> CONSIGNE
Pourriez-vous réécrire le passage du texte sur la vacance des logements sociaux allant de « A cet égard, la » jusqu'à « vacance résidentielle généralisée. », en remplaçant « organismes HLM » par « bailleurs sociaux » ?

A cet égard, la gestion de la vacance par les organismes HLM apparaît instructive. Maîtriser la vacance constitue en effet une activité ordinaire du métier de bailleur social, qu’il s’agisse d’optimiser les délais entre le départ et l’arrivée d’un nouveau locataire ou de gérer les effets sociaux et urbains d’une concentration de la vacance.
Dans ce texte, nous restituons les principaux enseignements d’une recherche sur les pratiques de gestion de la vacance par les organismes HLM implantés dans des marchés immobiliers déstructurés par le phénomène de décroissance urbaine et marqués par une vacance résidentielle généralisée.
Illustration 1 : Logements sociaux vacants à Vitry-le-François
Nos travaux s’inscrivent dans les recherches sur les ressources et instruments des politiques urbaines en contexte de décroissance. Ces analyses témoignent de la spécificité des enjeux des politiques urbaines face à ces dynamiques : relative disponibilité du foncier, dé-densification subie, sous-utilisation des infrastructures collectives, inadéquation des standards des politiques d’attractivité, etc. Ce contexte induit également un renouvellement des acteurs de ces politiques à travers une fragilisation des collectivités locales et des dynamiques de retrait des acteurs économiques privés. De ce point de vue, les organismes HLM deviennent des acteurs importants de ces politiques urbaines. En Allemagne (Bernt, 2009), au Royaume-Uni ou encore au Pays-Bas (Hoekstra et al., 2020),les parcs de logements sociaux ont été ciblés pour lutter contre la vacance résidentielle découlant du déclin démographique. Dans cette perspective, les démolitions, avec ou sans reconstruction partiellement, ont constitué un instrument privilégié de la régulation des marchés immobiliers fragilisés par la décroissance urbaine. Rares sont toutefois les travaux à interroger ou à documenter l’existence d’autres leviers (Florentin, 2009 ; Meyfroidt, 2011 ; Radzimski, 2016).

> DONNÉES FOURNIES
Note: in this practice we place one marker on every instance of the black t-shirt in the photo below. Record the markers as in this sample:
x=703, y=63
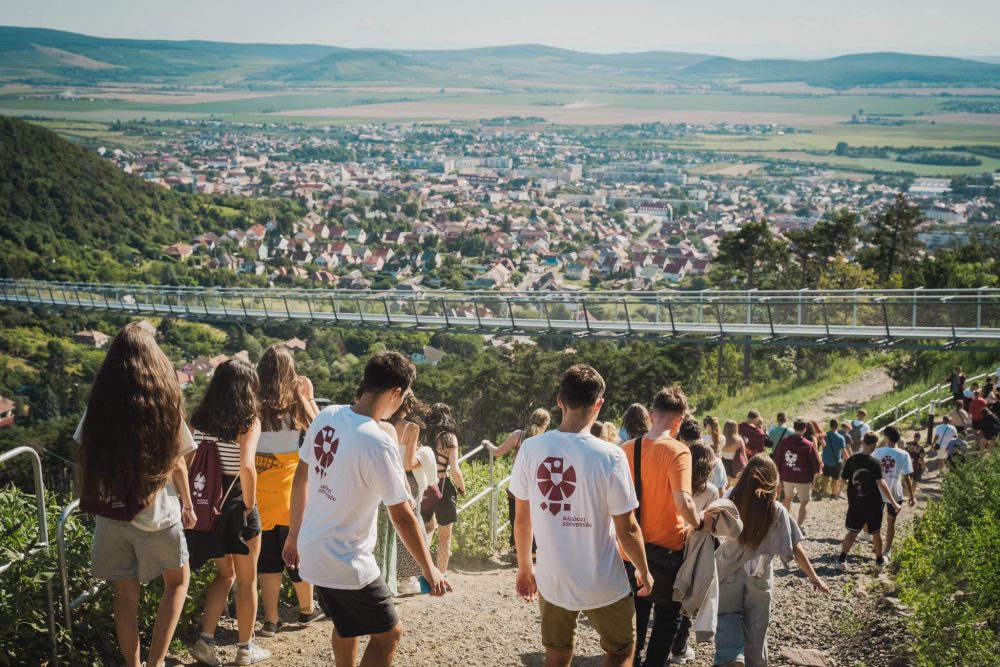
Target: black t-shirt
x=862, y=473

> RÉPONSE
A cet égard, la gestion de la vacance par les bailleurs sociaux apparaît instructive. Maîtriser la vacance constitue en effet une activité ordinaire du métier de bailleur social, qu’il s’agisse d’optimiser les délais entre le départ et l’arrivée d’un nouveau locataire ou de gérer les effets sociaux et urbains d’une concentration de la vacance.
Dans ce texte, nous restituons les principaux enseignements d’une recherche sur les pratiques de gestion de la vacance par les bailleurs sociaux implantés dans des marchés immobiliers déstructurés par le phénomène de décroissance urbaine et marqués par une vacance résidentielle généralisée.